## Problem to work on
Scan the entries and state how many lines contain "rambutan". Write no other text.

(Referring expression data)
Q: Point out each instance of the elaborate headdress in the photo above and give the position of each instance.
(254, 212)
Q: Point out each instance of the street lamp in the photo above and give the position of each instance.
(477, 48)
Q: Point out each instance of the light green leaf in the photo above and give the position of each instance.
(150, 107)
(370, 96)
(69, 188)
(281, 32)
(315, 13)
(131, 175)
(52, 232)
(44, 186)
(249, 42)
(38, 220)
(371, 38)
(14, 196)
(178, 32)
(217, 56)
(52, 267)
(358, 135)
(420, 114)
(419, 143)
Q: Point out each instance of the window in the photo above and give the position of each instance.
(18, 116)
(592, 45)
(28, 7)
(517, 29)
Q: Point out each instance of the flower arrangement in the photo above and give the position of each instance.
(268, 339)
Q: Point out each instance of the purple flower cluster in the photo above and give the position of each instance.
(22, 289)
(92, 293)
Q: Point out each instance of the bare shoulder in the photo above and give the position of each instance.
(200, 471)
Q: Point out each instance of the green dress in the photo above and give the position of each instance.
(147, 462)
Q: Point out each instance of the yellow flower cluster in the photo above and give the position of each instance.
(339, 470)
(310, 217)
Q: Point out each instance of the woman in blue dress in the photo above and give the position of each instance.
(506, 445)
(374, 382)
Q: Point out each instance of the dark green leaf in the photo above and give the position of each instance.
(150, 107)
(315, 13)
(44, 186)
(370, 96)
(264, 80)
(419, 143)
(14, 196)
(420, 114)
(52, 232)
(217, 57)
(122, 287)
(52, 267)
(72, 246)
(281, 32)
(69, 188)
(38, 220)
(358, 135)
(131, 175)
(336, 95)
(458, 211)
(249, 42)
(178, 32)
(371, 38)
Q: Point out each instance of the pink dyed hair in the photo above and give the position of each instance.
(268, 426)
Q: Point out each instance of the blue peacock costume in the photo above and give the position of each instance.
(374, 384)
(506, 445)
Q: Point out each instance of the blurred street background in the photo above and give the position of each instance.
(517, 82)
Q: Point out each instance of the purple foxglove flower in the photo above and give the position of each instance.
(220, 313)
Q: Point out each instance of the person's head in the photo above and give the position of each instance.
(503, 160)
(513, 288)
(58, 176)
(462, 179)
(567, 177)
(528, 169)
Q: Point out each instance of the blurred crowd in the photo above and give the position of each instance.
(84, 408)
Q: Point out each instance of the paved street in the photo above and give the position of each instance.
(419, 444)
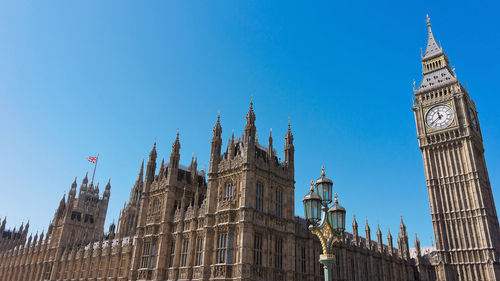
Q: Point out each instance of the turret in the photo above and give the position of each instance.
(84, 185)
(111, 231)
(137, 189)
(250, 129)
(192, 168)
(231, 147)
(289, 150)
(151, 168)
(368, 235)
(389, 242)
(173, 166)
(380, 245)
(216, 147)
(2, 227)
(161, 172)
(417, 246)
(107, 191)
(355, 235)
(403, 246)
(270, 152)
(26, 228)
(72, 190)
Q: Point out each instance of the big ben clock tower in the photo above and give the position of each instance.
(463, 212)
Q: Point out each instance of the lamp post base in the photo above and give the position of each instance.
(327, 262)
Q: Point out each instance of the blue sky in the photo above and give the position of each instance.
(81, 78)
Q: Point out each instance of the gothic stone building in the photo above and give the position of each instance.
(463, 211)
(237, 222)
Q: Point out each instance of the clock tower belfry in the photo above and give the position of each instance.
(463, 212)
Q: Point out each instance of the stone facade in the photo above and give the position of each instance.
(462, 208)
(237, 221)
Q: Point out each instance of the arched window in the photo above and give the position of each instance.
(259, 197)
(228, 191)
(156, 207)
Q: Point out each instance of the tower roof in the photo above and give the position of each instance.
(432, 48)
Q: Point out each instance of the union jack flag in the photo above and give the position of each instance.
(92, 159)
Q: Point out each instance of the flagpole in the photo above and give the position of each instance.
(95, 166)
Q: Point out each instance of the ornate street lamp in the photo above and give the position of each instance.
(332, 226)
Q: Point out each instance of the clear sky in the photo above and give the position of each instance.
(88, 77)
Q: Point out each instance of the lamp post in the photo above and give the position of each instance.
(332, 224)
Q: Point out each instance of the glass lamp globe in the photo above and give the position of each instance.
(336, 217)
(312, 206)
(324, 186)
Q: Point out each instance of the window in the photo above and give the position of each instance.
(156, 207)
(278, 253)
(145, 254)
(259, 198)
(172, 252)
(122, 267)
(48, 270)
(199, 251)
(228, 191)
(184, 253)
(303, 259)
(221, 248)
(224, 251)
(279, 203)
(152, 258)
(257, 249)
(111, 266)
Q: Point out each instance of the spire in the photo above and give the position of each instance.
(86, 178)
(417, 245)
(289, 135)
(108, 185)
(152, 154)
(176, 146)
(368, 235)
(215, 148)
(62, 206)
(251, 115)
(355, 230)
(217, 128)
(141, 172)
(402, 227)
(432, 48)
(379, 239)
(270, 152)
(161, 173)
(389, 241)
(151, 168)
(250, 130)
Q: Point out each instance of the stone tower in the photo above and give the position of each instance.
(80, 219)
(251, 193)
(463, 212)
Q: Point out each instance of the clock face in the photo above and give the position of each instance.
(439, 117)
(473, 119)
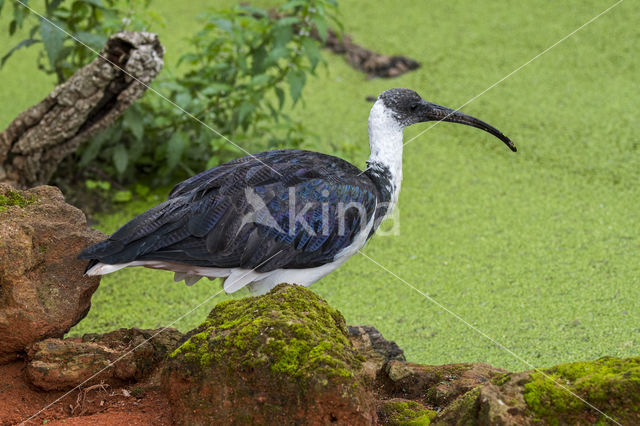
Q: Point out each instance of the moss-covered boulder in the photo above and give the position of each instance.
(123, 355)
(281, 358)
(562, 395)
(399, 412)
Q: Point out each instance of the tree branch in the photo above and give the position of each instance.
(40, 137)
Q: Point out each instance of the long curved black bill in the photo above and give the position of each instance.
(436, 112)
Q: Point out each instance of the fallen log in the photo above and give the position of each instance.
(40, 137)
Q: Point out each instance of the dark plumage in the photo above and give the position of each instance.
(202, 221)
(279, 216)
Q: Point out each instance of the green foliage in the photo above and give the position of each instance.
(611, 384)
(242, 66)
(89, 22)
(406, 413)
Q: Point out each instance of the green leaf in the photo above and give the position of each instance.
(245, 109)
(183, 99)
(276, 54)
(94, 40)
(296, 80)
(260, 79)
(122, 197)
(120, 158)
(282, 35)
(175, 148)
(224, 24)
(134, 122)
(292, 4)
(24, 43)
(19, 12)
(313, 53)
(321, 26)
(53, 38)
(215, 88)
(96, 3)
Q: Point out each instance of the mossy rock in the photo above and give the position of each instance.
(281, 358)
(405, 413)
(14, 198)
(610, 384)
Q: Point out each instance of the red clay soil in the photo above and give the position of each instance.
(90, 406)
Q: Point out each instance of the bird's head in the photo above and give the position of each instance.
(407, 108)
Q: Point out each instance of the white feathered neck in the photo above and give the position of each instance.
(385, 142)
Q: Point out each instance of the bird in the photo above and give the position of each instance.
(280, 216)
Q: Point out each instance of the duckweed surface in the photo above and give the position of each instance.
(610, 384)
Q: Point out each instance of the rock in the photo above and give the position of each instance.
(281, 358)
(376, 350)
(43, 291)
(610, 384)
(56, 364)
(436, 385)
(397, 412)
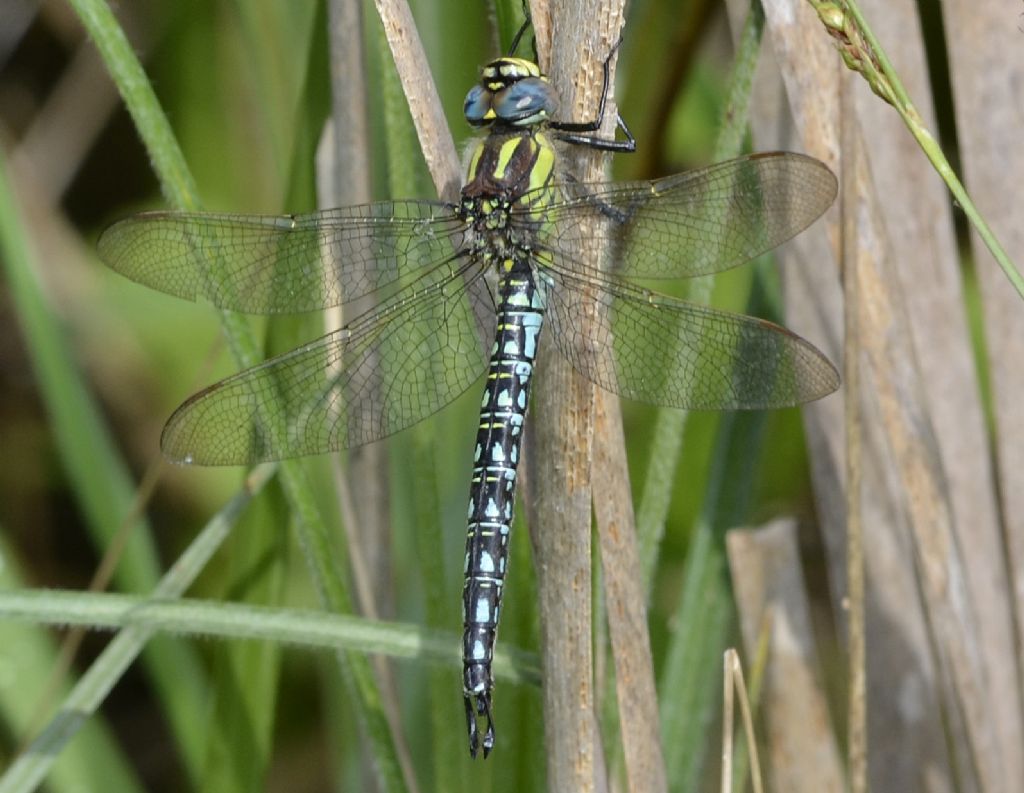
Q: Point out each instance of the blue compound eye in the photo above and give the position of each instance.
(477, 107)
(525, 101)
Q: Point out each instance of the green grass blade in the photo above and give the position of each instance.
(98, 476)
(178, 186)
(94, 760)
(671, 424)
(90, 692)
(304, 628)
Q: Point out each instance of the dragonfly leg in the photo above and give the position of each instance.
(478, 705)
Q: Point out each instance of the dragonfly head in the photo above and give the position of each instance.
(512, 91)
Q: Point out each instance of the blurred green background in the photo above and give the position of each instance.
(245, 85)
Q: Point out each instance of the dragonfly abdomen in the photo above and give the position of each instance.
(492, 498)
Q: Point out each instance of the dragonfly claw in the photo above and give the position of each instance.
(479, 705)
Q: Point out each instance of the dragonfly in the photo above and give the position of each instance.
(462, 291)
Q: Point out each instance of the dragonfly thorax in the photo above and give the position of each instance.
(512, 91)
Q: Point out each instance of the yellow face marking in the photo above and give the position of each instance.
(474, 161)
(505, 157)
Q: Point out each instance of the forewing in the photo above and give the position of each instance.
(289, 263)
(358, 384)
(666, 351)
(695, 222)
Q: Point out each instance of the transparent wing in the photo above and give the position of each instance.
(382, 373)
(289, 263)
(692, 223)
(657, 349)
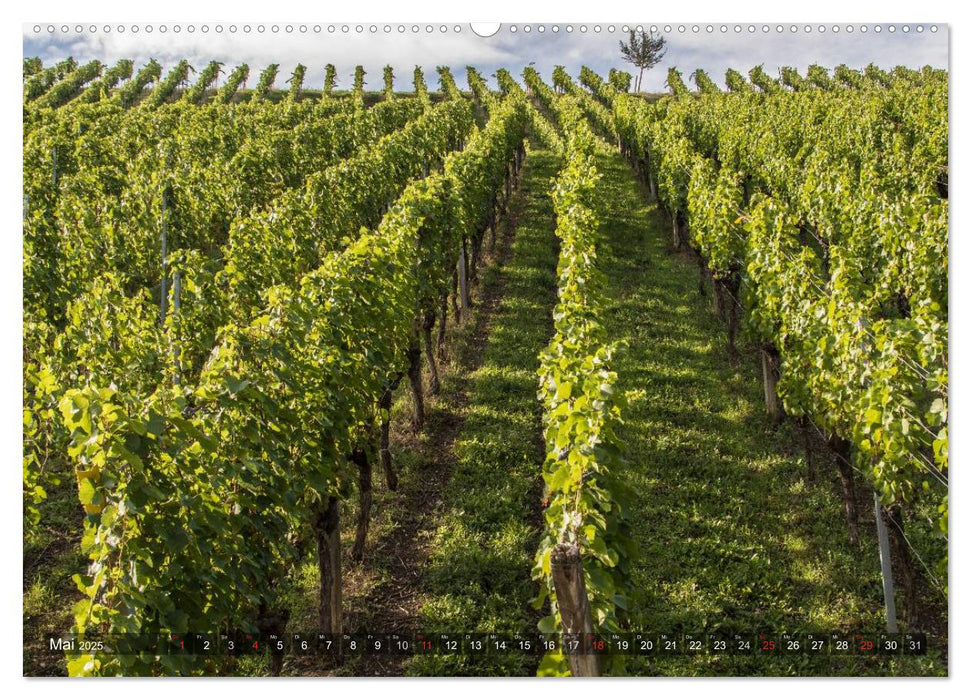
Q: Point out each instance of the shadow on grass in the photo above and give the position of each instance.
(732, 534)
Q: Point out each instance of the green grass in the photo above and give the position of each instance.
(478, 577)
(52, 555)
(731, 533)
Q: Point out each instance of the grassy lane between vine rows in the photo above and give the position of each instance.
(478, 575)
(452, 549)
(732, 535)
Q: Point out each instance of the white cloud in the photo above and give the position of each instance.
(714, 52)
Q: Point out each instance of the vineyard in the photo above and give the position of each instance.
(541, 360)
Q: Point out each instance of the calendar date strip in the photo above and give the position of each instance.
(630, 644)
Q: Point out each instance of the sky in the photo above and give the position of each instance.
(690, 46)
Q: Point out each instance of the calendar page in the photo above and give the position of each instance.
(468, 349)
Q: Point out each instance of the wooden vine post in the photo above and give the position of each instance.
(328, 533)
(574, 606)
(886, 571)
(770, 377)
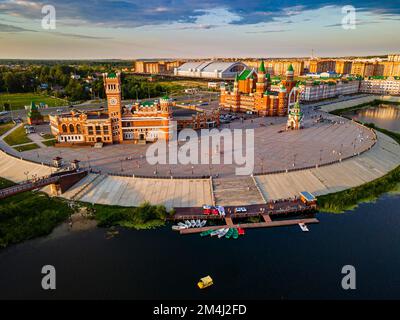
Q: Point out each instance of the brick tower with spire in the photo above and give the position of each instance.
(112, 86)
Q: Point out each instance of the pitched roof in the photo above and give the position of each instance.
(262, 67)
(245, 74)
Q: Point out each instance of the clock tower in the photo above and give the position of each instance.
(112, 86)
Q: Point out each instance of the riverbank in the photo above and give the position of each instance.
(145, 216)
(370, 191)
(29, 215)
(374, 103)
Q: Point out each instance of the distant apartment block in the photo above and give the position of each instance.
(156, 67)
(394, 57)
(319, 65)
(343, 67)
(363, 69)
(389, 85)
(316, 90)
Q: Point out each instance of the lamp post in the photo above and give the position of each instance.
(26, 173)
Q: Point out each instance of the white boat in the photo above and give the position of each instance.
(303, 227)
(216, 232)
(181, 224)
(177, 228)
(223, 233)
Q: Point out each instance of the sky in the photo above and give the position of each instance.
(132, 29)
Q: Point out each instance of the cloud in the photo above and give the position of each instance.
(11, 28)
(137, 13)
(268, 31)
(358, 23)
(80, 36)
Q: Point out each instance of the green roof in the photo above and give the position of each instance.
(262, 67)
(245, 74)
(147, 103)
(33, 106)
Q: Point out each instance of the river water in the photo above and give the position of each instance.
(275, 263)
(384, 116)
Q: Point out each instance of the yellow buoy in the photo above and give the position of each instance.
(205, 282)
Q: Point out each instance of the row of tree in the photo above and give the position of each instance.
(57, 80)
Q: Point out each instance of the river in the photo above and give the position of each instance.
(275, 263)
(384, 116)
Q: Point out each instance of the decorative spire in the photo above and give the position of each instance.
(262, 67)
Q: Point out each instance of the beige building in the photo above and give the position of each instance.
(156, 67)
(279, 67)
(320, 65)
(363, 69)
(381, 86)
(343, 66)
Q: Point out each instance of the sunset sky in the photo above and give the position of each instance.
(130, 29)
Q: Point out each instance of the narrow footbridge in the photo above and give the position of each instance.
(59, 181)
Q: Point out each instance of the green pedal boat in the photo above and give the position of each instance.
(206, 233)
(229, 234)
(235, 234)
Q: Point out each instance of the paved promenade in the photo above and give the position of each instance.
(282, 150)
(19, 170)
(383, 157)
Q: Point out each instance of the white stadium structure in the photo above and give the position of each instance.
(210, 69)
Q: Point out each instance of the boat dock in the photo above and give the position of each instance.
(270, 224)
(266, 212)
(275, 208)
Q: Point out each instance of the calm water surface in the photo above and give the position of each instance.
(384, 116)
(276, 263)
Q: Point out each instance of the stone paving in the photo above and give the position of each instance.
(19, 170)
(274, 149)
(383, 157)
(126, 191)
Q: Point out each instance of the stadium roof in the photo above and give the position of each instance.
(209, 66)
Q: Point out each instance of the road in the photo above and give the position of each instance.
(89, 105)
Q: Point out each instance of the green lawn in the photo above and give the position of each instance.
(27, 147)
(4, 127)
(49, 143)
(29, 215)
(48, 136)
(20, 100)
(16, 137)
(4, 183)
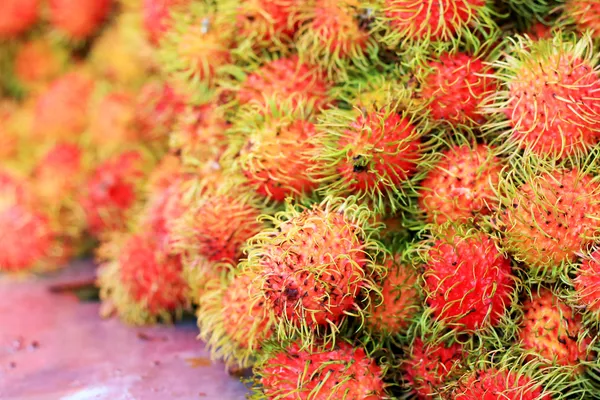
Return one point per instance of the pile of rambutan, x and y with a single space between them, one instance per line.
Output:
358 199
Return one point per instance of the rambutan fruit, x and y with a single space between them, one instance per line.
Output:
548 104
391 311
469 283
552 331
313 265
217 224
37 62
298 372
157 16
334 36
454 86
113 122
461 185
410 21
548 217
428 365
17 16
587 284
497 384
232 323
286 78
80 19
197 46
144 284
157 107
373 152
62 110
269 24
111 192
275 147
26 238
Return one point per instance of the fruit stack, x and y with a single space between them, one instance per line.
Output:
359 199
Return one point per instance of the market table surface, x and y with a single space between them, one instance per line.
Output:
55 347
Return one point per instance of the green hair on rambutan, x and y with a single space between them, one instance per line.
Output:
547 103
375 150
316 266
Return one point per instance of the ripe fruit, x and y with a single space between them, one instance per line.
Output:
550 218
429 365
233 325
432 19
79 19
391 313
275 148
157 16
111 191
553 331
217 225
344 372
587 283
312 265
144 284
549 101
492 384
61 112
454 88
469 284
283 79
461 185
17 16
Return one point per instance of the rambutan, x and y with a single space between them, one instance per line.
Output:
469 284
549 218
286 78
492 384
62 110
111 191
549 99
461 185
391 311
553 331
454 86
298 372
313 265
79 19
428 366
231 322
17 16
144 284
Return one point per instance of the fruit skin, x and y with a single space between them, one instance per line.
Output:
587 283
399 301
343 372
550 218
454 88
286 78
17 16
493 384
61 112
549 101
553 331
461 185
217 226
429 365
157 16
312 265
417 21
111 191
78 19
26 238
476 302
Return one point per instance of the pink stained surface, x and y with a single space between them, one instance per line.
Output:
54 347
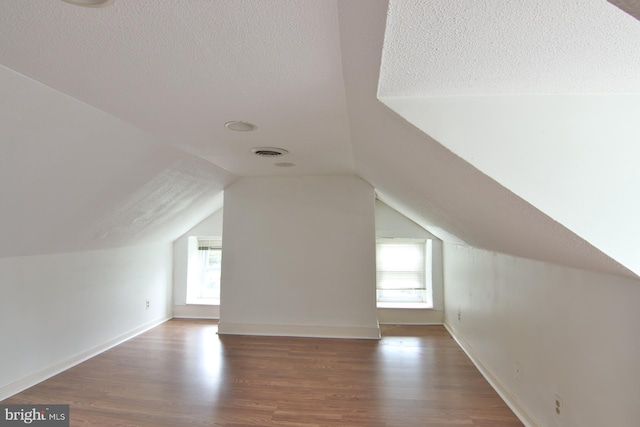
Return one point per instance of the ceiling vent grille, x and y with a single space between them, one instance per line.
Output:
269 151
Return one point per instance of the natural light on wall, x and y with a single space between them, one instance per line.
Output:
403 270
203 275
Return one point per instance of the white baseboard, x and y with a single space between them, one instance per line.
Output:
227 328
514 404
37 377
196 311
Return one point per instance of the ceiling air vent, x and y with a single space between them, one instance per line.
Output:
268 151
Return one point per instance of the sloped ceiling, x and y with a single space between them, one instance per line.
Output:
112 121
543 97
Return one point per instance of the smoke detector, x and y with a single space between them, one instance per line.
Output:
269 151
240 126
90 3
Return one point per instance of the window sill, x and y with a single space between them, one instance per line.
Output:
406 305
205 303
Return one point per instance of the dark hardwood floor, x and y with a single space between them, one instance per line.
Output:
182 373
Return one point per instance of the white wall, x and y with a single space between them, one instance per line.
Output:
391 223
212 227
299 257
573 332
570 156
57 310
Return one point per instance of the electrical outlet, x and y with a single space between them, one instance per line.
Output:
559 406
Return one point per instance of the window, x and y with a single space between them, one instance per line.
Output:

## Answer
4